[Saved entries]
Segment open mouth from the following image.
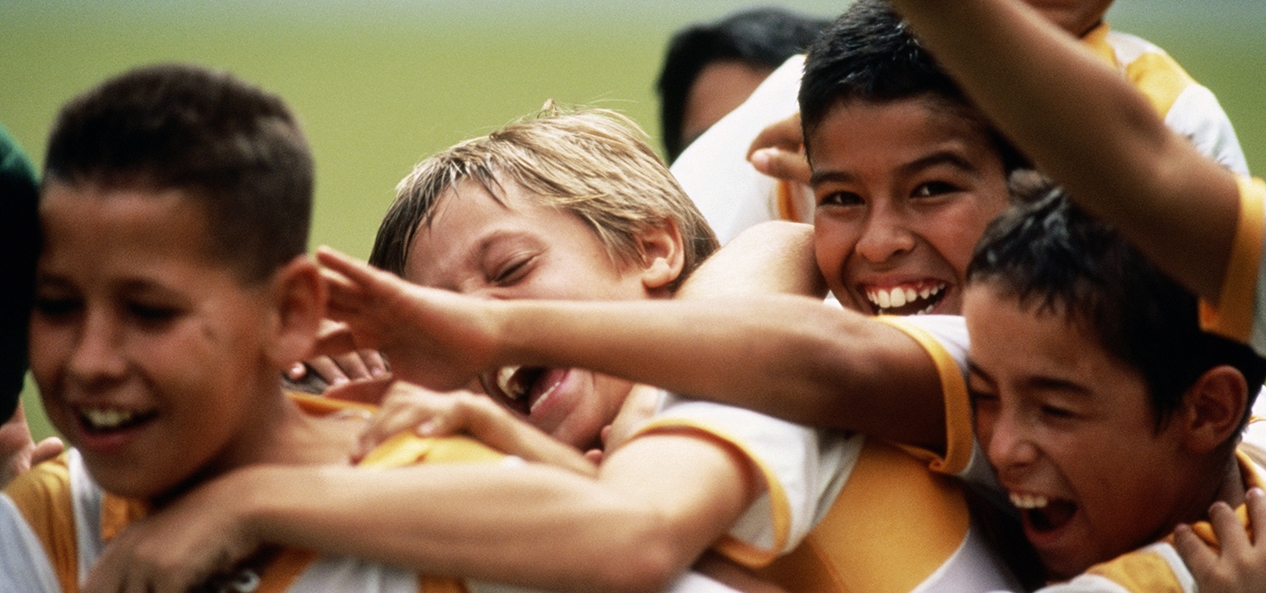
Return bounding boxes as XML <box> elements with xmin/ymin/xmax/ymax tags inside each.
<box><xmin>864</xmin><ymin>281</ymin><xmax>947</xmax><ymax>316</ymax></box>
<box><xmin>77</xmin><ymin>406</ymin><xmax>157</xmax><ymax>434</ymax></box>
<box><xmin>480</xmin><ymin>365</ymin><xmax>566</xmax><ymax>417</ymax></box>
<box><xmin>1010</xmin><ymin>491</ymin><xmax>1078</xmax><ymax>534</ymax></box>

--- Work item ---
Your copy of the entries must be exact and must contain no pictures.

--- Output below ---
Segment open mouth from the following image.
Return bounding boxes as XML <box> elements with xmin/ymin/xmax/ymax tags inside each.
<box><xmin>864</xmin><ymin>281</ymin><xmax>947</xmax><ymax>316</ymax></box>
<box><xmin>77</xmin><ymin>406</ymin><xmax>157</xmax><ymax>434</ymax></box>
<box><xmin>480</xmin><ymin>365</ymin><xmax>566</xmax><ymax>417</ymax></box>
<box><xmin>1010</xmin><ymin>491</ymin><xmax>1078</xmax><ymax>534</ymax></box>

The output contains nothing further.